(Tantangan a): Salin ulang teks tentang bioskop di bawah ini, semuanya dari "Kepala saya pernah" turun sampai "didapat oleh bioskop.", tanpa mengubah satu kata pun.

Wajah perfilman Indonesia semakin mengerikan. Selain kualitas film yang tidak segera mentas dari keterpurukan, ditambah dengan sikap pemerintah yang biasa saja dengan wajah perfilmannya, kini ditambah dengan perilaku manajemen bioskop yang memberikan pelayanan yang buruk dan hanya mencari keuntungan semata.
"Bioskop di Indonesia yang hampir dikuasai oleh satu orang peranakan Soeharto."_Dosen Saya ini semakin tidak menghargai seni dan lebih mementingkan keuntungan daripada memanjakan penikmat film.
Kita membayar tiket menonton film dengan tidak murah, belum pula suasana brisik yang membuat tidak fokus, ac yang terlalu dingin, posisi tempat duduk yang bahkan sangat tidak nyaman yang akan kita dapat saat menonton di bioskop, karena jumlah kursi yang terlalu banyak. Bahkan dalam kolom-kolom majalah atau laman-laman di website, kejadian-kejadian di atas adalah harga yang juga harus kita bayar setelah membayar mahal tiket menonton. Oh damd its hard to believe that Indonesian life is suck!
Kepala saya pernah pegel 2 hari gara-gara dapat tempat duduk yang gak enak banget, pojok bawah paling kanan. #unforgetableandunfortunatelymomentinmysucklife
Sebelum film yang akan kita tonton diputar, biasanya akan diputar terlebih dahulu triler triler film yang akan segera dapat dinikmati. Tapi kini berubah memutarkan iklan-iklan seperti yang sudah sering kita lihat di televisi, sebut saja iklan Simpati, Matrix, Indosat, Yamaha yang sesungguhnya adalah perusahaan-perusahaan besar, dan tentu saja perusahaan tersebut juga turut andil dalam memberikan keuntungan yang didapat oleh bioskop.
Andaikan saja pemasukan bioskop dari iklan-iklan yang harus kita tonton ini digunakan untuk memberikan pelayanan yang lebih maksimal seperti ruangan bioskop yang lebih nyaman dengan jumlah kursi yang lebih sedikit, ruang tunggu yang luas dengan sofa atau kursi, semoking area, hotspot parkir luas & gratis. Tentu saja kita akan merasa senang pergi berbioskop. Wajib malah.

Entri garis batas area berlabel:
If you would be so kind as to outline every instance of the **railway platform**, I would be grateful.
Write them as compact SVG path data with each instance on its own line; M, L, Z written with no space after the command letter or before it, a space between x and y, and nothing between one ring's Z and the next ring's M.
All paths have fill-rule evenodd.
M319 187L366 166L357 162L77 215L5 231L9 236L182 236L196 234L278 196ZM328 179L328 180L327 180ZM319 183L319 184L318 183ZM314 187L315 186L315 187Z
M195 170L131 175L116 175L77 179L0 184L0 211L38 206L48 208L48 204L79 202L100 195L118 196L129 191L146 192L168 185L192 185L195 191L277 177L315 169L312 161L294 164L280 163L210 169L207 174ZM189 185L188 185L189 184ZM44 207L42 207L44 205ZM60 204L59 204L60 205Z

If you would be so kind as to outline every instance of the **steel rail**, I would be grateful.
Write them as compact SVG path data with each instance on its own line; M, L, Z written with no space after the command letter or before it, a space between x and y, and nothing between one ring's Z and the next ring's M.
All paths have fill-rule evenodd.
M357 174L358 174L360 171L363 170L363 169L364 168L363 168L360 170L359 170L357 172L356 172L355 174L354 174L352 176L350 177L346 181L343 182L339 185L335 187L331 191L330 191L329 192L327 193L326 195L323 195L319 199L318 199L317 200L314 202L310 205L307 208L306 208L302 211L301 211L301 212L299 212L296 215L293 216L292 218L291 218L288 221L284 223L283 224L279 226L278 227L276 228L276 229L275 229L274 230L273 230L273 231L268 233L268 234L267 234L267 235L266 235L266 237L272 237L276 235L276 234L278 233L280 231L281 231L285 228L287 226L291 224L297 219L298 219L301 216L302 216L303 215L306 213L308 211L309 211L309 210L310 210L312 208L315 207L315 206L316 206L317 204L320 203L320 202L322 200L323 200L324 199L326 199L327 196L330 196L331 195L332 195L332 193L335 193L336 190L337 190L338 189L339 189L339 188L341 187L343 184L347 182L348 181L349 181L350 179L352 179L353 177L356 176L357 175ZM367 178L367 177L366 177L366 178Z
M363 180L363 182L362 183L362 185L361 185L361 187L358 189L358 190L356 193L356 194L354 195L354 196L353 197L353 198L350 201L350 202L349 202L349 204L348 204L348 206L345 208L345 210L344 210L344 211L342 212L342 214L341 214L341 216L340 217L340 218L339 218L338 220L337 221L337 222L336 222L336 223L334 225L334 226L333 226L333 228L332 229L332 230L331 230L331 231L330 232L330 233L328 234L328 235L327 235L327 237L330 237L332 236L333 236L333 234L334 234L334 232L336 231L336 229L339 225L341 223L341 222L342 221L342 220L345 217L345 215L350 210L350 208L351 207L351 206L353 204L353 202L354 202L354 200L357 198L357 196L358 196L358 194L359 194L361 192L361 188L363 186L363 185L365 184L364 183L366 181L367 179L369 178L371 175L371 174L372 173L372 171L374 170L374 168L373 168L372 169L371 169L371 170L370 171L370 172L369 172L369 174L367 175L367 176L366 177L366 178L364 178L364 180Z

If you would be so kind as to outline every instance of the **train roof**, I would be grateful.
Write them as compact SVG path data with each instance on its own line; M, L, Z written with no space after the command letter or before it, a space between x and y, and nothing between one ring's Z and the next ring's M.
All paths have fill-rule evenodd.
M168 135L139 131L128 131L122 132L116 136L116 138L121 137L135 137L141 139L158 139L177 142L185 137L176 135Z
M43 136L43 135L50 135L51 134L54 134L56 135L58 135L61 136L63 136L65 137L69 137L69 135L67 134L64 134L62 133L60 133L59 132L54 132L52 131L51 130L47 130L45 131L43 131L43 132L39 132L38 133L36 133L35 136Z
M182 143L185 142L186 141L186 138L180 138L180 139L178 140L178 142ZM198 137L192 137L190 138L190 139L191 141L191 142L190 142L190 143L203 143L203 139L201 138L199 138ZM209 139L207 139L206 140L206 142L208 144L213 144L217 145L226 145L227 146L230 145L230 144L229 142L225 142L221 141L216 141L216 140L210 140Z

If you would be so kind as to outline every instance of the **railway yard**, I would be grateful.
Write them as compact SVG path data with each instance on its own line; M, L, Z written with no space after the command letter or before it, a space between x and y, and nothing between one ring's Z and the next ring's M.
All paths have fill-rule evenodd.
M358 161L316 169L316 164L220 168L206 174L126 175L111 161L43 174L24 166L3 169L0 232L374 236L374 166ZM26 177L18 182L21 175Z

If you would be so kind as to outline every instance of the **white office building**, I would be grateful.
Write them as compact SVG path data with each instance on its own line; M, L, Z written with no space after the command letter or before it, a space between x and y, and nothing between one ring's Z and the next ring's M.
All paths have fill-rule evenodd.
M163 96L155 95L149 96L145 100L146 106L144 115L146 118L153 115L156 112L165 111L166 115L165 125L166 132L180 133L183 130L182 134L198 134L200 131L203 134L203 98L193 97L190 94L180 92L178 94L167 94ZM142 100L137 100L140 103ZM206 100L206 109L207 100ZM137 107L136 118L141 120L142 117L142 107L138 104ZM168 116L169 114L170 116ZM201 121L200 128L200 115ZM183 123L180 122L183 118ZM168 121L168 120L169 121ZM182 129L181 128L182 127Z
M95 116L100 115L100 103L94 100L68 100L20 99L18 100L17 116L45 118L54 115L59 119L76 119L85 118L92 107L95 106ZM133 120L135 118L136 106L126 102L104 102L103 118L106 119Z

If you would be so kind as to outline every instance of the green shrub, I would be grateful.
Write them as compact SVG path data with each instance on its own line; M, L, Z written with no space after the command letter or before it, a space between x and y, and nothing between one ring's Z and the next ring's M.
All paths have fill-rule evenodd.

(Tantangan b): Susun semua baris catatan di atas, dari baris yang memuat "yard**, I would be grateful." turun sampai baris yang memuat "M358 161L316 169L316" (kedua baris itu ikut), menjadi tabel Markdown dengan kolom No dan Baris. Lewati baris kosong.

(Hasil Tugas a):
Kepala saya pernah pegel 2 hari gara-gara dapat tempat duduk yang gak enak banget, pojok bawah paling kanan. #unforgetableandunfortunatelymomentinmysucklife
Sebelum film yang akan kita tonton diputar, biasanya akan diputar terlebih dahulu triler triler film yang akan segera dapat dinikmati. Tapi kini berubah memutarkan iklan-iklan seperti yang sudah sering kita lihat di televisi, sebut saja iklan Simpati, Matrix, Indosat, Yamaha yang sesungguhnya adalah perusahaan-perusahaan besar, dan tentu saja perusahaan tersebut juga turut andil dalam memberikan keuntungan yang didapat oleh bioskop.

(Hasil Tugas b):
| No | Baris |
|---|---|
| 1 | If you would be so kind as to outline every instance of the **railway yard**, I would be grateful. |
| 2 | Write them as compact SVG path data with each instance on its own line; M, L, Z written with no space after the command letter or before it, a space between x and y, and nothing between one ring's Z and the next ring's M. |
| 3 | All paths have fill-rule evenodd. |
| 4 | M358 161L316 169L316 164L220 168L206 174L126 175L111 161L43 174L24 166L3 169L0 232L374 236L374 166ZM26 177L18 182L21 175Z |